Switch "rough mask" to "coarse mask" throughout everything from the start of the items down to the line containing "rough mask: <svg", both ends included, and return those lines otherwise unchanged, leaving the pictures out.

### RECORDED DATA ###

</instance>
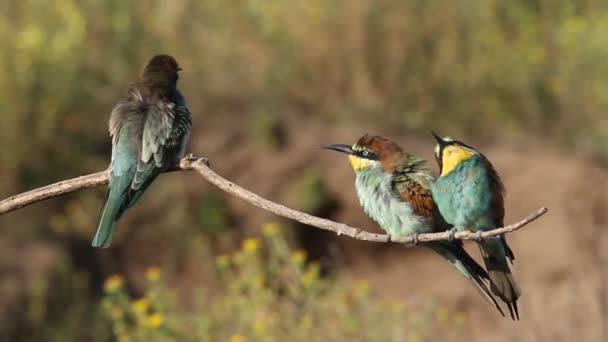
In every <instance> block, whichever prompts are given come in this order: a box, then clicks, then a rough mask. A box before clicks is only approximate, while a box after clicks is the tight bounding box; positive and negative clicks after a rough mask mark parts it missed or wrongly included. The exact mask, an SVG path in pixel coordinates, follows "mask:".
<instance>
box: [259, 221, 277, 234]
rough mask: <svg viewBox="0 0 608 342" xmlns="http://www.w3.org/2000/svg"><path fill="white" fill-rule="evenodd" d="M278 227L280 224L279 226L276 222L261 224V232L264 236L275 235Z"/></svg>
mask: <svg viewBox="0 0 608 342" xmlns="http://www.w3.org/2000/svg"><path fill="white" fill-rule="evenodd" d="M280 228H281V226H279V224H278V223H276V222H268V223H266V224H265V225H263V226H262V233H264V235H266V236H275V235H277V234H278V233H279V229H280Z"/></svg>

###

• **ANSWER FOR THE TASK**
</instance>
In every <instance> block, whichever prompts are given come in this order: a box, then clicks, then a coarse mask. A box before clicks is only approximate, while a box after clicks is the tight bounding box; positive and negative clicks after a coarse mask mark parts it missed or wrongly included. The exact mask, an SVG path in pixel coordinates, follows "mask:".
<instance>
box: [259, 221, 277, 234]
coarse mask: <svg viewBox="0 0 608 342" xmlns="http://www.w3.org/2000/svg"><path fill="white" fill-rule="evenodd" d="M278 227L280 224L279 226L276 222L261 224V232L264 236L275 235Z"/></svg>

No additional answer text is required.